• TASK REQUIREMENTS: Begin at the line that contains "Where can the red louisville" and repeat every line from there to the end of the records below, inclusive, without adding any other line.

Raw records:
□ □ □ □ □

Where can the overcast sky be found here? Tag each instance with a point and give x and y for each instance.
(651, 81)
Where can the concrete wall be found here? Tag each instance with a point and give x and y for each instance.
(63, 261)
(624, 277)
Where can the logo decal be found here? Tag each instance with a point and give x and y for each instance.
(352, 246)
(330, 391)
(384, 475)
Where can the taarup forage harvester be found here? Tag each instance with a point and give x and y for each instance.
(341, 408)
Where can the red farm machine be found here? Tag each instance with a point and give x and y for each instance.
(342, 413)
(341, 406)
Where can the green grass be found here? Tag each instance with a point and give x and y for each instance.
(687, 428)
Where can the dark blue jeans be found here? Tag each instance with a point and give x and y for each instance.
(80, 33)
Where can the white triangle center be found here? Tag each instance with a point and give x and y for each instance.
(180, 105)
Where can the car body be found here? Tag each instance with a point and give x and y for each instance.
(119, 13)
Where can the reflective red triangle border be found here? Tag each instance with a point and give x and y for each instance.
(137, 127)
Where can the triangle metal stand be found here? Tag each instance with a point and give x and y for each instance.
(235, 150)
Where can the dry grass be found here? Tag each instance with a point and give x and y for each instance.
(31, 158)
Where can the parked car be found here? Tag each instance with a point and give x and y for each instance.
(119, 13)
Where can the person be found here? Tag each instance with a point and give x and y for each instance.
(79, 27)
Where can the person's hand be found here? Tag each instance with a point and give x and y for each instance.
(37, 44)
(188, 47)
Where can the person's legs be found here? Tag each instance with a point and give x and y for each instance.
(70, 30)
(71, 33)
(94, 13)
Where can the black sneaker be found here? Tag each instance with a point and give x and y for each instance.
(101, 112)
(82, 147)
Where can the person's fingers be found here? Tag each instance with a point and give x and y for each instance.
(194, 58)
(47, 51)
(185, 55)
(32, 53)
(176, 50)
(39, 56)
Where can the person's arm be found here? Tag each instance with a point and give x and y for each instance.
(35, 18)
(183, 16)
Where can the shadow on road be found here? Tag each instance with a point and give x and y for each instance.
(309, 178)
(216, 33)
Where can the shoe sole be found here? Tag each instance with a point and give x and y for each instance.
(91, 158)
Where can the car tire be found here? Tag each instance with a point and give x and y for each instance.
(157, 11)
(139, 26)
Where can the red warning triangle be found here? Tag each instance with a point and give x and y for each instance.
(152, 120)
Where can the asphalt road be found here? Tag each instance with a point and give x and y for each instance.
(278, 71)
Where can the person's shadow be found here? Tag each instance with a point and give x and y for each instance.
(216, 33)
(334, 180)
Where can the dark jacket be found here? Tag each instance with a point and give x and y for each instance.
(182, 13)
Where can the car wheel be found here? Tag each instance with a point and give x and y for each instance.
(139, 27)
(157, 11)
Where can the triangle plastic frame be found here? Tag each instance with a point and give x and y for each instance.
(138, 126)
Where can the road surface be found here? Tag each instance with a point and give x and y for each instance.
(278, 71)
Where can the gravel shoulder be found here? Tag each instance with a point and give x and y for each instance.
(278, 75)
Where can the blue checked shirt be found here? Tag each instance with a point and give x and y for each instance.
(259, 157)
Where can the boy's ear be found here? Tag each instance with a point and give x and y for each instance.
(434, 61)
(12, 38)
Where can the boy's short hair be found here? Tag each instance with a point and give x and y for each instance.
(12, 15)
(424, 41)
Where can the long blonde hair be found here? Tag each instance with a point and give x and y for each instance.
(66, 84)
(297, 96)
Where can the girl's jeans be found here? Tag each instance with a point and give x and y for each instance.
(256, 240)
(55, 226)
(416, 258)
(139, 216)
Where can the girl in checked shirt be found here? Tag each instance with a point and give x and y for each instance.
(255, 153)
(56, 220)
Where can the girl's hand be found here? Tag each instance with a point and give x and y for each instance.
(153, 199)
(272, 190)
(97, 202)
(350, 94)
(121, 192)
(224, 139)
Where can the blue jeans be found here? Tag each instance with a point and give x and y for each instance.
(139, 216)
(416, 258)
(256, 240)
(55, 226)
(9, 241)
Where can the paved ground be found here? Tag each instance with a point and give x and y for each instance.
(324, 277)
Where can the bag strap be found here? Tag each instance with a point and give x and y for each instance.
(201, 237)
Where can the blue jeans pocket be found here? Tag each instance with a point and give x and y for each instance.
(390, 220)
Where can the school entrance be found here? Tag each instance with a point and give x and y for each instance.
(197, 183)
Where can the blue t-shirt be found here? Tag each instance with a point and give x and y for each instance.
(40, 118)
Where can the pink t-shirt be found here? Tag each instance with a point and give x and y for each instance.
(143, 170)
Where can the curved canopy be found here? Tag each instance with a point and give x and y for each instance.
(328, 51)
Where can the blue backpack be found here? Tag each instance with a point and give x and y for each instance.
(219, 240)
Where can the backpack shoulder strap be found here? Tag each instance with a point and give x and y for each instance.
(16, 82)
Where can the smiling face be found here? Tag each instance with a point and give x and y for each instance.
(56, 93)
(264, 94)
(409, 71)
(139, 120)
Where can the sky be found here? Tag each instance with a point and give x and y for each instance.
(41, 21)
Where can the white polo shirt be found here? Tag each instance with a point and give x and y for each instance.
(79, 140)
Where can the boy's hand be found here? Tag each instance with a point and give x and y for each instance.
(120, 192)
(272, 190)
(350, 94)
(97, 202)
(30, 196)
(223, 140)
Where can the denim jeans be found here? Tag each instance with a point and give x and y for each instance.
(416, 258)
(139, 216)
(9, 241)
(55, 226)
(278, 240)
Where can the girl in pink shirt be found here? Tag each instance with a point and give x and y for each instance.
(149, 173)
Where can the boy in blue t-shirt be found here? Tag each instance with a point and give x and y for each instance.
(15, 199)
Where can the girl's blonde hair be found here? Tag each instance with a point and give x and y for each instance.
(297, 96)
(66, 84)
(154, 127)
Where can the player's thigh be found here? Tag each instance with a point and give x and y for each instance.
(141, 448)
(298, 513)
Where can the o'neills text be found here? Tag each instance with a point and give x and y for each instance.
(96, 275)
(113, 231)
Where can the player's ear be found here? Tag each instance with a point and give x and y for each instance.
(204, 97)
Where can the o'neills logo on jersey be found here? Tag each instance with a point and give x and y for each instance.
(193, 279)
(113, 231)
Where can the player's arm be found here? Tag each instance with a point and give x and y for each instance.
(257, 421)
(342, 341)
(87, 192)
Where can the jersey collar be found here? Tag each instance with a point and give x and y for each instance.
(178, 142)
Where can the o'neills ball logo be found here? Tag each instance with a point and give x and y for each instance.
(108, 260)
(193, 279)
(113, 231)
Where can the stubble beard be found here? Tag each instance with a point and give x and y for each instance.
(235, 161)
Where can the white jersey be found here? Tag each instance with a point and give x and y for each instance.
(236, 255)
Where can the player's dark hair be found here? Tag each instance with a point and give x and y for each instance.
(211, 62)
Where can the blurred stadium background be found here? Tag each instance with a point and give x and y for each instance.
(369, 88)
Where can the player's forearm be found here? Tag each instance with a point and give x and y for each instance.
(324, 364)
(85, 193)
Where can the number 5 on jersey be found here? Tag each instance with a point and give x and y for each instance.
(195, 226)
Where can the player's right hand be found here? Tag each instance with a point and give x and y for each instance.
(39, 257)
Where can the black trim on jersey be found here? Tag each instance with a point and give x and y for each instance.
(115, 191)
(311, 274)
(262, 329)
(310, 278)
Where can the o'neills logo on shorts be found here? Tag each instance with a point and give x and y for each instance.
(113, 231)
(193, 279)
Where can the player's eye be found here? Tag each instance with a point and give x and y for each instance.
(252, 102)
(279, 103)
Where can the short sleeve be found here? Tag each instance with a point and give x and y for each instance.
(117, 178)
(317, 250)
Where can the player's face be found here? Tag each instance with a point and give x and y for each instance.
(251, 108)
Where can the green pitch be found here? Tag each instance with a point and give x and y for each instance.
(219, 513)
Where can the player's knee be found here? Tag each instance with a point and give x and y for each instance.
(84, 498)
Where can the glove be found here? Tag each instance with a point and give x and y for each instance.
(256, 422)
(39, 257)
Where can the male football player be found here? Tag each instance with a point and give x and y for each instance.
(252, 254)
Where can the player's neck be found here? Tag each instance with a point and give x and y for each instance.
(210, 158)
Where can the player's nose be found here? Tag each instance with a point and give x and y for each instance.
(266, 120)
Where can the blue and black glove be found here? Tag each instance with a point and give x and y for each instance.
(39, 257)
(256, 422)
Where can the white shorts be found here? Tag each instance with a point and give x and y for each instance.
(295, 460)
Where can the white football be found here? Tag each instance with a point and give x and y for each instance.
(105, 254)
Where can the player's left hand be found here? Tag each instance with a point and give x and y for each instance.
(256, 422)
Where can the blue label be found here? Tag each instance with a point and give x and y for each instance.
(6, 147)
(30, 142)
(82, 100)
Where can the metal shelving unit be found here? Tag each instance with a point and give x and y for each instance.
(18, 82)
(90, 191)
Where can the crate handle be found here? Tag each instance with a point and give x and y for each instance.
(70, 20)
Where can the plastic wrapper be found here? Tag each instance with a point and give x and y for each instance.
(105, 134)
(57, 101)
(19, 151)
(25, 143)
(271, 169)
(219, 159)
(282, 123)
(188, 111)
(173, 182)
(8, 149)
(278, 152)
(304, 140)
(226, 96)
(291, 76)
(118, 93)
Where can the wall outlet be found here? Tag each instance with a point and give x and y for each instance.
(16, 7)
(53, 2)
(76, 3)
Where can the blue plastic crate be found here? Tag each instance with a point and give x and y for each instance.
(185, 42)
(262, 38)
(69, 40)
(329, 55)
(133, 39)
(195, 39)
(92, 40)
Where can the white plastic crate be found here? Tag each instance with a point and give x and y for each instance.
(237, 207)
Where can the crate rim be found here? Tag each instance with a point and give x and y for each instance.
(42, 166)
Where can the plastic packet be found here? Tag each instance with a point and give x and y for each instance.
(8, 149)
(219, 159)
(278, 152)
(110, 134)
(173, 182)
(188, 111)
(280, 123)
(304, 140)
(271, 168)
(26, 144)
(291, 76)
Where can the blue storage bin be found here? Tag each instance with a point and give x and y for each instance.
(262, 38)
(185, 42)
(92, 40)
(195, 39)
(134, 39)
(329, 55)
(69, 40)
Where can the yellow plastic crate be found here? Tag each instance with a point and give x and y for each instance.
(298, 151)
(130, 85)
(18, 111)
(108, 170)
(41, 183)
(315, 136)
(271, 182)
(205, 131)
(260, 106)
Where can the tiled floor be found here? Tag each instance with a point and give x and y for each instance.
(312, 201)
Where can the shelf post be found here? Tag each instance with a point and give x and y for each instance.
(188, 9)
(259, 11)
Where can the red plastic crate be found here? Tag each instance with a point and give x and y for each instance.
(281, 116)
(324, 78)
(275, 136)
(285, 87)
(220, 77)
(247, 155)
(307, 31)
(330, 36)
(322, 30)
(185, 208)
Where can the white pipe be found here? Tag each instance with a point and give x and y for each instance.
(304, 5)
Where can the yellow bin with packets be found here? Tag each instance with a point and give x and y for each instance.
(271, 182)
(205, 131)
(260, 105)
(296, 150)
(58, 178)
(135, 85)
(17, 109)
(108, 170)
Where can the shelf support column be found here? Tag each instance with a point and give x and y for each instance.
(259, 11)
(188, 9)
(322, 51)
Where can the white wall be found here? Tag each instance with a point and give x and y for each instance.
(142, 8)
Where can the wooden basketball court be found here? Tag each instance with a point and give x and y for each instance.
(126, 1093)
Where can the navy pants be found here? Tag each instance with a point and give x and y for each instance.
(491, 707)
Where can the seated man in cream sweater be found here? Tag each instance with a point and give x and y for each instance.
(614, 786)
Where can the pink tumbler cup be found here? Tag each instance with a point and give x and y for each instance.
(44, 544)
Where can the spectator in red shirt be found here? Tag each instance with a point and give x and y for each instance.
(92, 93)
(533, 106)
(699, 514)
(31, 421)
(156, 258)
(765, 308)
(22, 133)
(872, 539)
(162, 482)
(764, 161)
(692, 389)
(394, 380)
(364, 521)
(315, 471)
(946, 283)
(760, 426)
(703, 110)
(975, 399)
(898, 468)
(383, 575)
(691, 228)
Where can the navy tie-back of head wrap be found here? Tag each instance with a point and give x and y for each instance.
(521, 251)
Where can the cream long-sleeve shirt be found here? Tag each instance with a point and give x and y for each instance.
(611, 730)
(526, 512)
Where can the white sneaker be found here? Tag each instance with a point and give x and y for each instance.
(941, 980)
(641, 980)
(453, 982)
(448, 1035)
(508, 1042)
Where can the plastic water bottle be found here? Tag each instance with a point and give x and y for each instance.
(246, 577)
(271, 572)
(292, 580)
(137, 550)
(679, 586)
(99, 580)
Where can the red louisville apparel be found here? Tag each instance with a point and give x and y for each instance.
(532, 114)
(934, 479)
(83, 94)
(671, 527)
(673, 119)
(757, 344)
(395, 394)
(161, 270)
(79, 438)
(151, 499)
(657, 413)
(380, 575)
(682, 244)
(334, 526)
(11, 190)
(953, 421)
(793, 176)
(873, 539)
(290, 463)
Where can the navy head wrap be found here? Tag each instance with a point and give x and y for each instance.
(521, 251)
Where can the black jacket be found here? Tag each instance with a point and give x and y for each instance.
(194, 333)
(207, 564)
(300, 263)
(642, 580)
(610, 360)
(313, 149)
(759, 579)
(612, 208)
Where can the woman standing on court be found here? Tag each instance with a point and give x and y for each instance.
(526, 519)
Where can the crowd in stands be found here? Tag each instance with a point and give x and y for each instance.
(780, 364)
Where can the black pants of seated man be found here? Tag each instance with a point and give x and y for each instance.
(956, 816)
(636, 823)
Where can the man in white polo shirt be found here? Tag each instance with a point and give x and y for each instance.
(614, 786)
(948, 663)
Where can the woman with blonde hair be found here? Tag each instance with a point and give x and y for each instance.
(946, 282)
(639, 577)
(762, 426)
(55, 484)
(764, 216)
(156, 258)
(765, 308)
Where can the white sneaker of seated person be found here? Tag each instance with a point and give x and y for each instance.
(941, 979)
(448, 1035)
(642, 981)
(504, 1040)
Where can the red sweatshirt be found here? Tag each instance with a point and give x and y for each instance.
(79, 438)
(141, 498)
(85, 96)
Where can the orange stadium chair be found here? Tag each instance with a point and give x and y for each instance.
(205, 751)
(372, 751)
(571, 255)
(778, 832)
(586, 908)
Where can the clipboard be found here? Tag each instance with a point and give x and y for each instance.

□ □ □ □ □

• REPLY TO THE EXERCISE:
Where can the red louisville apparel be found here? Tag each instance with a point and give x and y for each instance.
(532, 114)
(934, 479)
(83, 94)
(671, 527)
(673, 119)
(757, 344)
(395, 394)
(161, 270)
(79, 438)
(151, 499)
(657, 413)
(380, 575)
(682, 244)
(334, 526)
(11, 190)
(953, 421)
(793, 176)
(873, 539)
(290, 463)
Where can the navy head wrap be found here? Tag each instance with a point and give x and y for each instance.
(521, 251)
Where can the black jacket be found here? Tag each instance with a point and give x and y for each instance.
(194, 333)
(207, 564)
(300, 263)
(642, 580)
(610, 360)
(313, 149)
(759, 579)
(612, 208)
Where can the woman standing on court be found here? Tag each instance with a point and give x and y for each instance.
(526, 519)
Where can the crowd in stands be found here? Tag each instance with a point and give x and y for each instance.
(780, 364)
Where can the black pants of seated man be found here? Tag each instance with a point and give x and y for each instance.
(956, 816)
(636, 823)
Where can the man in white polo shirt be found here? Tag each instance with a point and give x and y for each instance.
(614, 786)
(948, 663)
Where can the woman with blonde hair be found here? Tag each instance with a point and give x and y for each instance.
(946, 282)
(639, 577)
(762, 426)
(55, 484)
(764, 216)
(156, 258)
(765, 308)
Where can the white sneaker of seated person be found here? Tag each instance with a point and give x and y for each instance.
(941, 979)
(448, 1035)
(642, 981)
(504, 1040)
Where can the red sweatshirt be found here? Tag each instance with a point and give x and y for each instance.
(79, 438)
(141, 498)
(85, 96)
Where can the orange stadium chair be found here? Tag each instance with a point and give x and y for each instance.
(205, 751)
(372, 751)
(571, 255)
(778, 832)
(586, 908)
Where can the clipboard be found here? Tag each instance with a point and give x and y for each instance.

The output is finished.